» DATA SUPPLIED:
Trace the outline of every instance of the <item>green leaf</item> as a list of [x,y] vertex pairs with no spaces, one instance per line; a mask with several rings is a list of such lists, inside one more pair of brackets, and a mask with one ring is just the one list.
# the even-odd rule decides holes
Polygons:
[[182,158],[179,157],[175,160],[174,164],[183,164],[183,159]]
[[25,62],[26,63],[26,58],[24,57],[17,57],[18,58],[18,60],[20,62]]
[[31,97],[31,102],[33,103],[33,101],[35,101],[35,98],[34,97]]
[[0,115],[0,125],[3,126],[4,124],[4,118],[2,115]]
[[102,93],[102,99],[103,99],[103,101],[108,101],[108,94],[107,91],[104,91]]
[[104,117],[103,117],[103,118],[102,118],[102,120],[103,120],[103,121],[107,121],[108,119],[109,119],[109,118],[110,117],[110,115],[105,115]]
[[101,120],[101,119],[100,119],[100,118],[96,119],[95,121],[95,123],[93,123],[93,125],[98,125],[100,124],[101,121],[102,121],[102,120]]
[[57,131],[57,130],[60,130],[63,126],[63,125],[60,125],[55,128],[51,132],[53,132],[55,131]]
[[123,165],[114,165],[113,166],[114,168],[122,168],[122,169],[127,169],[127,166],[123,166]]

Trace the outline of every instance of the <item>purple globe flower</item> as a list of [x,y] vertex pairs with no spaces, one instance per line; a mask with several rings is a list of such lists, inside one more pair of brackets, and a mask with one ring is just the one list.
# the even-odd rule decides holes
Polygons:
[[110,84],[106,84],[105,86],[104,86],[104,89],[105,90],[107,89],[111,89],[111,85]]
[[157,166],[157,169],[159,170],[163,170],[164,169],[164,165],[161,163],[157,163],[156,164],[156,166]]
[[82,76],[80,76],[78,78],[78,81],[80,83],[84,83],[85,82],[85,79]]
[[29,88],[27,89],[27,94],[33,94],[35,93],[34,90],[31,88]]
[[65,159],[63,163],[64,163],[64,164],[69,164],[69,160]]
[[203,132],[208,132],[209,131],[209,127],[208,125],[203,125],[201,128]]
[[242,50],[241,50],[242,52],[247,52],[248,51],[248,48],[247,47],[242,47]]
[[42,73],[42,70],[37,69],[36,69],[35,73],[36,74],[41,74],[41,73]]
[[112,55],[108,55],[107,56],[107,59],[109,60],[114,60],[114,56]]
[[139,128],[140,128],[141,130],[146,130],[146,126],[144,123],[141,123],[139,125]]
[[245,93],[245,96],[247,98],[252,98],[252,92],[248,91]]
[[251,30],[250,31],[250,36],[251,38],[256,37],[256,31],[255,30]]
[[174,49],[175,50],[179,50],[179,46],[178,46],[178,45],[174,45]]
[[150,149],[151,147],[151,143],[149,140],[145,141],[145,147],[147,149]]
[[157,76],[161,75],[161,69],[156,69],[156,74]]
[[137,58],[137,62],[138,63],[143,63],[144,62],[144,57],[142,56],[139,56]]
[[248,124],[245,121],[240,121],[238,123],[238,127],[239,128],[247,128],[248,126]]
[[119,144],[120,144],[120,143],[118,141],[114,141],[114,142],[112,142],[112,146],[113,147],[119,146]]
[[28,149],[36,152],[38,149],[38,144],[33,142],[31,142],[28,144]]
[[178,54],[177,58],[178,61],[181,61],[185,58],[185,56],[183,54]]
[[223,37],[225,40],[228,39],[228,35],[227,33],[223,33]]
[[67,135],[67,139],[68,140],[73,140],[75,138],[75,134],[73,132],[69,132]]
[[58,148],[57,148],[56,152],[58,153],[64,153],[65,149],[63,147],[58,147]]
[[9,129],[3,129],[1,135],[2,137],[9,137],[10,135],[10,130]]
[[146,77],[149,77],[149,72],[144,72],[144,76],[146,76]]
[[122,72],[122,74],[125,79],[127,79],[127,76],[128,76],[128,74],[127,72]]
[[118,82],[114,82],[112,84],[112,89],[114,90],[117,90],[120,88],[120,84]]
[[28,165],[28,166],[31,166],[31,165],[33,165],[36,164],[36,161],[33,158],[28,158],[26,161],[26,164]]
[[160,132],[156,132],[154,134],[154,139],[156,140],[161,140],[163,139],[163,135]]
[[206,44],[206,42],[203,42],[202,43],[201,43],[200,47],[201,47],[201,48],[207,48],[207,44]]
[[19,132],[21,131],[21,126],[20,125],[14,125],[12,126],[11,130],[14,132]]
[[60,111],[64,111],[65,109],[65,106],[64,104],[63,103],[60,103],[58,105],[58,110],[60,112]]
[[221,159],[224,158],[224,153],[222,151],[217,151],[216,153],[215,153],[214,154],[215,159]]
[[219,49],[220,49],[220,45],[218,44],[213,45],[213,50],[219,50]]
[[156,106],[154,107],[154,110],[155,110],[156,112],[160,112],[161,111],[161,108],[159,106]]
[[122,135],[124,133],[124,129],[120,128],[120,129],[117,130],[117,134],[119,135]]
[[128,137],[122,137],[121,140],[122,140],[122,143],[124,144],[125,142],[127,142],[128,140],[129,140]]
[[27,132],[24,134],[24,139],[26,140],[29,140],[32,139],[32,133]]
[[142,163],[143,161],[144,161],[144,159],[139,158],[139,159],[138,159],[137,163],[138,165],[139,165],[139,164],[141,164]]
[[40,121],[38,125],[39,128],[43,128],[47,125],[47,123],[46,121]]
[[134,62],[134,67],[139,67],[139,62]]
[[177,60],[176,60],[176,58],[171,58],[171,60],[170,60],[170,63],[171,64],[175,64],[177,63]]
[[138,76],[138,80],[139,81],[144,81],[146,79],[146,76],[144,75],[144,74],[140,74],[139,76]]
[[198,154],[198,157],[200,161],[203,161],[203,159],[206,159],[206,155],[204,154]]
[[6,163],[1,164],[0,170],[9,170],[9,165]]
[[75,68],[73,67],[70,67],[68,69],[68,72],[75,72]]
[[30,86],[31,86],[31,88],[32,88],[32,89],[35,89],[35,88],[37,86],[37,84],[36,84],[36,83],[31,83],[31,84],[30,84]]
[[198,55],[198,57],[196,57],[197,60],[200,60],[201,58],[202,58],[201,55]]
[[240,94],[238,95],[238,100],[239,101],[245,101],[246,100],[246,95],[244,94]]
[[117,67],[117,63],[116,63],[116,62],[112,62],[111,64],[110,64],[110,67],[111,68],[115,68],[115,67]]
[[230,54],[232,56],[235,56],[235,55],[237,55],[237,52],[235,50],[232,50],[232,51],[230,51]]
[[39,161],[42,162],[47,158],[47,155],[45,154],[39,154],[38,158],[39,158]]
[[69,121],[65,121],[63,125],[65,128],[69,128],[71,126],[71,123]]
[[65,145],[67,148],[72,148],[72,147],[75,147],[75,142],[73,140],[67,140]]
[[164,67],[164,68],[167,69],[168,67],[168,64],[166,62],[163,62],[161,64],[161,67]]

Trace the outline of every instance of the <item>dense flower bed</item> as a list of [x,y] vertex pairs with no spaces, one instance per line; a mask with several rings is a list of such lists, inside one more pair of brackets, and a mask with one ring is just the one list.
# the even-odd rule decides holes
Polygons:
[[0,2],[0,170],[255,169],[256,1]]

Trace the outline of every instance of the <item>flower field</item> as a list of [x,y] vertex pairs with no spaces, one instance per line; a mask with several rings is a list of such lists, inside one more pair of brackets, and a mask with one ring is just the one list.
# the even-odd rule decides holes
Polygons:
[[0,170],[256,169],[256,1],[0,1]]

» SET EXERCISE: Render every line of the records above as a Markdown table with the columns Nr and Line, giving each row its number and the line beside it. Leave out the blank lines.

» WRITTEN ANSWER:
| Nr | Line |
|---|---|
| 1 | Trace the outline of every instance of the <item>green leaf</item> as a list of [x,y] vertex pairs with no spaces, one instance per line; a mask with several rings is a list of such lists, inside one more pair of brackets, and a mask with one ring is just the one list. |
| 2 | # the even-odd rule decides holes |
| 3 | Polygons: |
| 4 | [[182,158],[179,157],[175,160],[174,164],[183,164],[183,159]] |
| 5 | [[25,62],[26,63],[26,58],[24,57],[17,57],[18,58],[18,60],[20,62]] |
| 6 | [[31,97],[31,102],[33,103],[33,101],[35,101],[35,98],[34,97]] |
| 7 | [[0,115],[0,125],[3,126],[4,124],[4,118],[2,115]] |
| 8 | [[102,93],[102,99],[103,99],[103,101],[108,101],[108,94],[107,91],[104,91]] |
| 9 | [[104,117],[103,117],[103,118],[102,118],[102,120],[103,120],[103,121],[107,121],[108,119],[109,119],[109,118],[110,117],[110,115],[105,115]] |
| 10 | [[101,120],[101,119],[100,119],[100,118],[96,119],[95,121],[95,123],[93,123],[93,125],[98,125],[100,124],[101,121],[102,121],[102,120]] |
| 11 | [[57,131],[57,130],[60,130],[63,126],[63,125],[60,125],[55,128],[51,132],[53,132],[55,131]] |
| 12 | [[123,165],[114,165],[113,166],[114,168],[122,168],[122,169],[127,169],[127,166],[123,166]] |
| 13 | Trace the outline of every instance of the <item>purple globe flower</item> as a list of [x,y] vertex pairs with no spaces, one instance per line; a mask with several rings is a list of such lists, inside one more pair of brackets, and a mask with one ring is just the one list. |
| 14 | # the even-odd rule decides holes |
| 15 | Polygons: |
| 16 | [[110,84],[106,84],[105,86],[104,86],[104,89],[105,90],[107,89],[111,89],[111,85]] |
| 17 | [[157,166],[157,169],[159,170],[163,170],[164,169],[164,165],[161,163],[157,163],[156,164],[156,166]] |
| 18 | [[82,76],[80,76],[78,78],[78,81],[80,83],[84,83],[85,82],[85,79]] |
| 19 | [[29,88],[27,89],[27,94],[33,94],[35,93],[34,90],[31,88]] |
| 20 | [[65,159],[63,163],[64,163],[64,164],[69,164],[69,160]] |
| 21 | [[203,132],[208,132],[209,131],[209,127],[208,125],[203,125],[201,128]] |
| 22 | [[242,50],[241,50],[242,52],[247,52],[248,51],[248,48],[247,47],[242,47]] |
| 23 | [[42,73],[42,70],[37,69],[36,69],[35,73],[36,74],[41,74],[41,73]] |
| 24 | [[112,55],[108,55],[107,56],[107,59],[109,60],[114,60],[114,56]] |
| 25 | [[139,128],[140,128],[141,130],[146,130],[146,126],[144,123],[141,123],[139,125]] |
| 26 | [[245,93],[245,96],[247,98],[252,98],[252,92],[248,91]] |
| 27 | [[251,30],[250,31],[250,36],[251,38],[256,37],[256,31],[255,30]] |
| 28 | [[174,49],[175,50],[179,50],[179,46],[178,46],[178,45],[174,45]] |
| 29 | [[150,149],[151,147],[151,143],[149,140],[145,141],[145,147],[147,149]] |
| 30 | [[157,76],[161,75],[161,69],[156,69],[156,74]] |
| 31 | [[137,58],[137,62],[138,63],[143,63],[144,62],[144,57],[142,56],[139,56]] |
| 32 | [[248,124],[245,121],[240,121],[238,123],[238,127],[239,128],[247,128],[248,126]] |
| 33 | [[119,144],[120,144],[120,143],[118,141],[114,141],[114,142],[112,142],[112,146],[113,147],[119,146]] |
| 34 | [[28,149],[36,152],[38,149],[38,144],[33,142],[31,142],[28,144]] |
| 35 | [[178,54],[177,58],[178,61],[181,61],[185,58],[185,56],[183,54]] |
| 36 | [[223,37],[225,40],[228,39],[228,35],[227,33],[223,33]] |
| 37 | [[67,135],[67,139],[68,140],[73,140],[75,138],[75,134],[73,132],[69,132]] |
| 38 | [[58,148],[57,148],[56,152],[58,153],[64,153],[65,149],[63,147],[58,147]] |
| 39 | [[9,129],[3,129],[1,135],[2,137],[9,137],[10,135],[10,130]] |
| 40 | [[146,77],[149,77],[149,72],[144,72],[144,76],[146,76]] |
| 41 | [[122,72],[122,74],[125,79],[127,79],[127,76],[128,76],[128,74],[127,72]] |
| 42 | [[118,82],[114,82],[112,84],[112,89],[114,90],[117,90],[120,88],[120,84]] |
| 43 | [[28,165],[28,166],[31,166],[31,165],[33,165],[36,164],[36,161],[33,158],[28,158],[26,161],[26,164]] |
| 44 | [[160,132],[156,132],[154,134],[154,139],[156,140],[161,140],[163,139],[163,135]] |
| 45 | [[206,44],[206,42],[203,42],[202,43],[201,43],[200,47],[201,47],[201,48],[207,48],[207,44]] |
| 46 | [[19,132],[21,131],[21,126],[20,125],[14,125],[12,126],[11,130],[14,132]] |
| 47 | [[60,111],[64,111],[65,109],[65,106],[64,104],[63,103],[60,103],[58,105],[58,110],[60,112]] |
| 48 | [[221,159],[224,158],[224,153],[222,151],[217,151],[216,153],[215,153],[214,154],[215,159]] |
| 49 | [[219,49],[220,49],[220,45],[218,44],[213,45],[213,50],[219,50]] |
| 50 | [[156,106],[154,107],[154,110],[155,110],[156,112],[160,112],[161,111],[161,108],[159,106]] |
| 51 | [[122,135],[124,133],[124,129],[120,128],[120,129],[117,130],[117,134],[119,135]] |
| 52 | [[128,137],[122,137],[121,140],[122,140],[122,143],[124,144],[125,142],[127,142],[128,140],[129,140]] |
| 53 | [[27,132],[24,134],[24,139],[26,140],[29,140],[32,139],[32,133]] |
| 54 | [[142,163],[143,161],[144,161],[144,159],[139,158],[139,159],[138,159],[137,163],[138,165],[139,165],[139,164],[141,164]] |
| 55 | [[40,121],[38,125],[39,128],[43,128],[47,125],[47,123],[46,121]] |
| 56 | [[134,62],[134,67],[139,67],[139,62]] |
| 57 | [[177,60],[176,60],[176,58],[171,58],[171,60],[170,60],[170,63],[171,64],[175,64],[177,63]] |
| 58 | [[138,76],[138,80],[139,81],[144,81],[146,79],[146,76],[144,75],[144,74],[140,74],[139,76]] |
| 59 | [[198,154],[198,157],[200,161],[203,161],[203,159],[206,159],[206,155],[204,154]] |
| 60 | [[6,163],[1,164],[0,170],[9,170],[9,165]] |
| 61 | [[75,68],[73,67],[70,67],[68,69],[68,72],[75,72]] |
| 62 | [[30,86],[31,86],[31,88],[32,88],[32,89],[35,89],[35,88],[37,86],[37,84],[36,84],[36,83],[31,83],[31,84],[30,84]] |
| 63 | [[198,55],[198,57],[196,57],[197,60],[200,60],[201,58],[202,58],[201,55]] |
| 64 | [[240,94],[238,95],[238,100],[239,101],[245,101],[246,100],[246,95],[244,94]] |
| 65 | [[117,67],[117,63],[116,63],[116,62],[112,62],[111,64],[110,64],[110,67],[111,68],[115,68],[115,67]] |
| 66 | [[230,54],[232,56],[235,56],[235,55],[237,55],[237,52],[235,50],[232,50],[232,51],[230,51]] |
| 67 | [[39,161],[42,162],[47,158],[47,155],[45,154],[39,154],[38,158],[39,158]] |
| 68 | [[69,121],[65,121],[63,125],[65,128],[69,128],[71,126],[71,123]] |
| 69 | [[65,145],[67,148],[72,148],[72,147],[75,147],[75,142],[73,140],[67,140]] |
| 70 | [[164,67],[164,68],[167,69],[168,67],[168,64],[166,62],[163,62],[161,64],[161,67]] |
| 71 | Trace the outline of every instance of the <item>dense flower bed</item> as a list of [x,y] vertex pairs with no spaces, one instance per line; a mask with several rings is a list of such lists, inside one more pair of brackets, and a mask with one ring is just the one list. |
| 72 | # the even-odd rule decides holes |
| 73 | Polygons: |
| 74 | [[0,2],[0,170],[255,169],[256,1]] |
| 75 | Trace the outline of every instance of the <item>flower field</item> as a list of [x,y] vertex pairs with no spaces, one instance per line; a mask with several rings is a list of such lists, inside one more pair of brackets, and a mask with one ring is just the one list. |
| 76 | # the even-odd rule decides holes |
| 77 | Polygons: |
| 78 | [[0,170],[256,169],[256,1],[0,1]] |